> [Selected passage]:
=== Begin Enclosure ===
Not sure if I mentioned this, but I plan on keeping this car. Doing my best to restore it; only minor scratches, very little amount of dents, inside is almost mint. After I got out of college in '03 I had leased a 2001 Caviler Sport w/ the ecotec & Fell in love with the new body style. The G5 is relatively easy to work on with lots of aftermarket options, I really do think the G5 was GMs secret domestic tuner car :p . Will be ordering the OptionB & dual pass this week; header/downpipe & kit are on their way!! I guess I'll use this as my Build log....my "Blog"; I'll try and keep every upgrade/fix posted as it could be useful to someone else down the road. Thanx again Dark!!
 

·
Super Moderator
Joined
·
604 Posts
That's good that it doesn't grind anymore, but you don't know if that dirt was in there while in use either, so best to verify with a shop (the m62 is actually a fairly common blower). Sounds like this will be a nice project car, and I'm sure you'll take precautions when doing your benchmarking.
With the DP, did you get the added bung option for the wideband sensor? That's an absolute must when F/I. Additionally, you'll need to do a tune once everything is installed; you can get a canned tune from ZZP to hold you over until you either take it to a performance shop, or learn how to do it yourself in HP Tuners forums.
As for the end links, whenever I do them, I just jam a wrench in the back to hold it place then blast it with an impact. Usually only takes 30 seconds. Vice grips work too when my tools grow legs and walk away.
As for posting, while there's literally only 5 of us left here, if you do post here, I will for sure follow along.
 

·
Registered
Joined
·
25 Posts
Discussion Starter · #11 ·
I tried to smash a wrench on the end link, but it was so bad (probably from sitting for so long) there was NO notch for the 17mm to grab onto. Resulted to using vicegrips like you said. The new endlinks have an allen key on the front, so next time should't be as hard. Yeah, I had them add a second O2 for my wideband which I'm running tomorrow. They were lagging on shipping my DP/headers so I held off ordering the endplate and OPB 'till they did. So the end of this week I'll order the OPB + endplate & the rest of the cat back 2.5" . I also am getting their ECU tune. I wanted to go Haltech b/c I'm an HT fanboi, but I couldn't justify a stand alone when the factory ECU is enough.

Update: Car is back from the shop; I had to have them do my rear drums ( they had seized to the hubs). After doing the whole suspension myself I figured I'd take a break and have them do it lol So now the car has brand new suspension, breaks & tires. I started to play around with HPTuners & I tell you... the first time was scary. I'm in HPtuners reading the ECU...comes up finished then I click Done. At this point the car restarts itself like a desktop PC and proceeds to throw " Engine Power Reduced". I try to start the car and just get relays clicking all over the place. Tried to start it again, it starts but then stalls on its face. At this point my jaw drops & I start to sweat thinking I just bricked my ECU. That was until I remembered one crucial step after a Read/Write.....open the f'in door to cut power. After I did that the car started fine. Made my mods to the tune; all I did was delete the SAI, disable VATS, and lower the rad fan temp to 198 from 212. Might be a placebo effect but I swear the car has more off the line torque now(I didn't touch any maps). Launched on a ricer Lexus today & spun all the way into second rofl. I'm getting better at launching it, need to make it hook more and not spin (I didn't even dump the clutch).
=== End Enclosure ===
> [Work instructions]:
**A.** In the car build thread, what radiator fan temperature did the poster set in the tune?
**B.** Duplicate the car build thread word for word, starting at "With the DP, did" and ending at "sure follow along.".

> [Given information]:
=== Begin Enclosure ===
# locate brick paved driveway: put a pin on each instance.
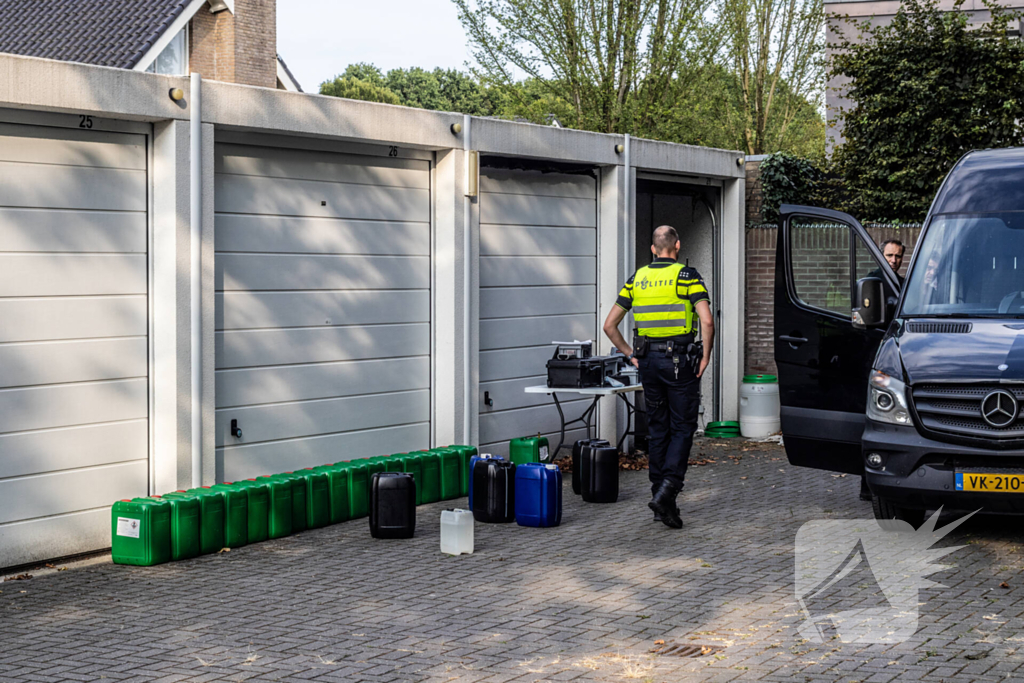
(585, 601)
=== End Enclosure ===
=== Begin Enclosure ===
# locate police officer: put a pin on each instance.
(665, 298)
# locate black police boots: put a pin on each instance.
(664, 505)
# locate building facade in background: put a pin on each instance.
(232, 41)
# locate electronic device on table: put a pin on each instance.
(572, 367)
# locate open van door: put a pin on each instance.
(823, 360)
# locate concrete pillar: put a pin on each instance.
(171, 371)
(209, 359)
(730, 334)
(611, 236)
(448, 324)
=== End Enclosure ===
> [Results by task]:
**A.** 198, lowered from 212.

**B.**
With the DP, did you get the added bung option for the wideband sensor? That's an absolute must when F/I. Additionally, you'll need to do a tune once everything is installed; you can get a canned tune from ZZP to hold you over until you either take it to a performance shop, or learn how to do it yourself in HP Tuners forums.
As for the end links, whenever I do them, I just jam a wrench in the back to hold it place then blast it with an impact. Usually only takes 30 seconds. Vice grips work too when my tools grow legs and walk away.
As for posting, while there's literally only 5 of us left here, if you do post here, I will for sure follow along.